* _RECORDS TO USE_:
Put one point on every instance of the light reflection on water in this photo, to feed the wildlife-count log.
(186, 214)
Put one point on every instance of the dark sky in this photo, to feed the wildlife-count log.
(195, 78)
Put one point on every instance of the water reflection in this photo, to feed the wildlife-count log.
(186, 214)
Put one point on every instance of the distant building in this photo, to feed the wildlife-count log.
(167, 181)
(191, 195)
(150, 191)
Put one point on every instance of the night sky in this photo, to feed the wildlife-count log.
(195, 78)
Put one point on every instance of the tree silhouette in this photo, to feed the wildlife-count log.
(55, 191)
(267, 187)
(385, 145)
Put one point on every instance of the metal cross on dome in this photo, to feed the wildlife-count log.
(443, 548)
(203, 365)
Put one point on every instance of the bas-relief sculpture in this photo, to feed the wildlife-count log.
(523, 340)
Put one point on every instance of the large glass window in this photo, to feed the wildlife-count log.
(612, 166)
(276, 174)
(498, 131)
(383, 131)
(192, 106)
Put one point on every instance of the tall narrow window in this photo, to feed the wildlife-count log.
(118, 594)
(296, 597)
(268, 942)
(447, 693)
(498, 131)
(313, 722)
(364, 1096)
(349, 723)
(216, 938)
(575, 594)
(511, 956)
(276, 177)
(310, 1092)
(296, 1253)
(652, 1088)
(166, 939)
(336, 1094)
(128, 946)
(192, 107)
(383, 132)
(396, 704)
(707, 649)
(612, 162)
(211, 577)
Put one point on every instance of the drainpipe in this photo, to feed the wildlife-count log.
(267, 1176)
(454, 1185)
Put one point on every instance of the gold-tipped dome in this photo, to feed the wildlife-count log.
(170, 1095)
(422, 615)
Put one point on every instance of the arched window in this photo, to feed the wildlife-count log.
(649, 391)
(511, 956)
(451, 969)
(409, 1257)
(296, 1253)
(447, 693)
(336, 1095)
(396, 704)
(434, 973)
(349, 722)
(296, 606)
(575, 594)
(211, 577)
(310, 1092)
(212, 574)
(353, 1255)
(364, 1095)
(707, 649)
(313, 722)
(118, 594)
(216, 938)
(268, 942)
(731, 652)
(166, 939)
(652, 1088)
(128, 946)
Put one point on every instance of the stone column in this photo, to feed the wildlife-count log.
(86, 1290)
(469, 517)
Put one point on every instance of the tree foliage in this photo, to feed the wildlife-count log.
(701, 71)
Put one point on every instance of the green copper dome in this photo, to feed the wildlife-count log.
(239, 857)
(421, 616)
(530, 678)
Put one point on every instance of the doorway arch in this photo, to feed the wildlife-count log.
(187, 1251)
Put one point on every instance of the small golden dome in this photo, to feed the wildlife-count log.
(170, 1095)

* _WORK TO COMPLETE_: Copy every line above word for word, in the same order.

* _SOLUTION FOR THIS EXERCISE_:
Put one point on every instance of the light reflection on water in this photo, to feed the wildlife-count log.
(186, 214)
Put one point on every instance of the dark sky in this photo, to feed the wildlife-count log.
(195, 78)
Put one point on every instance of the water reflection in this photo, to feed the wildlife-count log.
(186, 214)
Put one point on every instance of the distant building in this photo, to feed the wildlife-count log.
(167, 181)
(191, 195)
(150, 191)
Put one point on every instance of the night sky in this photo, to feed the wildlife-count log.
(195, 78)
Put one point on every instance of the tree silhouette in this photo, to feed the wildlife-count log.
(55, 191)
(267, 187)
(385, 145)
Put one point on every instance of the metal cross on dome in this photo, to feed the wildlife-count log.
(443, 548)
(203, 365)
Put one point on every instance of the bas-relief sculpture in this photo, to feed the wildlife-count log.
(523, 340)
Put one point on every instance of the large glass window in this photo, to feed the wildlife-count log.
(612, 166)
(276, 174)
(498, 131)
(383, 131)
(192, 106)
Put one point on every instance of the tall narrow window in this photo, to feed the wildlife-count log.
(118, 594)
(296, 597)
(268, 942)
(447, 693)
(498, 131)
(313, 722)
(364, 1096)
(349, 723)
(216, 938)
(575, 594)
(511, 956)
(276, 177)
(310, 1092)
(296, 1253)
(652, 1088)
(166, 939)
(336, 1094)
(128, 946)
(192, 107)
(383, 132)
(396, 704)
(707, 649)
(612, 162)
(211, 577)
Put one point on every instance of the drainpipe in this photo, to feed the wildlife-count log.
(267, 1176)
(454, 1185)
Put one point on every instance of the gold-tipped dome in this photo, to feed the wildlife-count log.
(170, 1095)
(422, 615)
Put one point on every instance of the arched window in this photo, to feed the wildlife-count log.
(649, 391)
(511, 956)
(451, 969)
(409, 1257)
(296, 1253)
(447, 693)
(336, 1095)
(396, 704)
(434, 973)
(349, 722)
(296, 606)
(575, 594)
(211, 577)
(310, 1092)
(212, 574)
(353, 1255)
(364, 1095)
(707, 649)
(313, 722)
(118, 594)
(216, 938)
(268, 942)
(731, 652)
(166, 939)
(652, 1088)
(128, 946)
Put one point on every instance of the stone column in this photo, to feed the wildlife-count log.
(86, 1290)
(469, 517)
Put one point on every instance of the tree foliage in this photo, to feed the wildlife-count log.
(701, 71)
Put one point on every instance of the green copper dome in this photo, to feed the wildlife-count log.
(239, 857)
(421, 616)
(530, 678)
Put one point on every instance of the doorway arch in this photo, to feed the wildlife-count log.
(187, 1251)
Put one point on every instance of the small golden dome in this photo, to feed the wildlife-count log.
(170, 1095)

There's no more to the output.